* **Objective**:
Please repeat, word for word, the stretch of the groundwater flow text from "Groundwater flow in" through "the hydraulic gradient.".

* **Reading text**:
***

Groundwater flow in porous media is generally modeled using Darcy’s law, where Darcy velocity ${\mathit{u}}_{\mathrm{f}}$ can be expressed as

$${\mathit{u}}_{\mathrm{f}}=-\frac{\kappa }{\mu }\left({\rho }_{\mathrm{f}}\mathrm{g}\nabla H\right)$$

(10)

where $\kappa$ represents the intrinsic permeability, $\mu$ denotes the dynamic viscosity, $\mathrm{g}$ represents the gravitational acceleration, and $\nabla H$ denotes the hydraulic gradient.

To accurately simulate seepage in unsaturated soil, it is essential to utilize a retention model to depict its water retention characteristics, which helps establish the relationship between permeability, saturation, and pore pressure. In this study, the retention model proposed by Van Genuchten [41] was adopted:

$$\left\{\begin{array}{c}\kappa ={\kappa }_{\mathrm{s}}{\kappa }_{\mathrm{r}}\left(S_{\mathrm{e}}\right)\\ \theta ={\theta }_{\mathrm{r}}+S_{\mathrm{e}}\left({\theta }_{\max }-{\theta }_{\min }\right)\\ C_{\mathrm{m}}=\frac{\partial \theta }{\partial p}=\left({\theta }_{\max }-{\theta }_{\min }\right)\frac{\partial S_{\mathrm{e}}}{\partial p}\end{array}\right.$$

(11)

***

[Point placement records]
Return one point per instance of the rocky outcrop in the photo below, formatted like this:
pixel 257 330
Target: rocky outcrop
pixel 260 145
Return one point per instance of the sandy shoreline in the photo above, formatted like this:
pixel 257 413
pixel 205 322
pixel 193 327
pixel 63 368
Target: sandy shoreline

***

* **Solution for this exercise**:
Groundwater flow in porous media is generally modeled using Darcy’s law, where Darcy velocity ${\mathit{u}}_{\mathrm{f}}$ can be expressed as

$${\mathit{u}}_{\mathrm{f}}=-\frac{\kappa }{\mu }\left({\rho }_{\mathrm{f}}\mathrm{g}\nabla H\right)$$

(10)

where $\kappa$ represents the intrinsic permeability, $\mu$ denotes the dynamic viscosity, $\mathrm{g}$ represents the gravitational acceleration, and $\nabla H$ denotes the hydraulic gradient.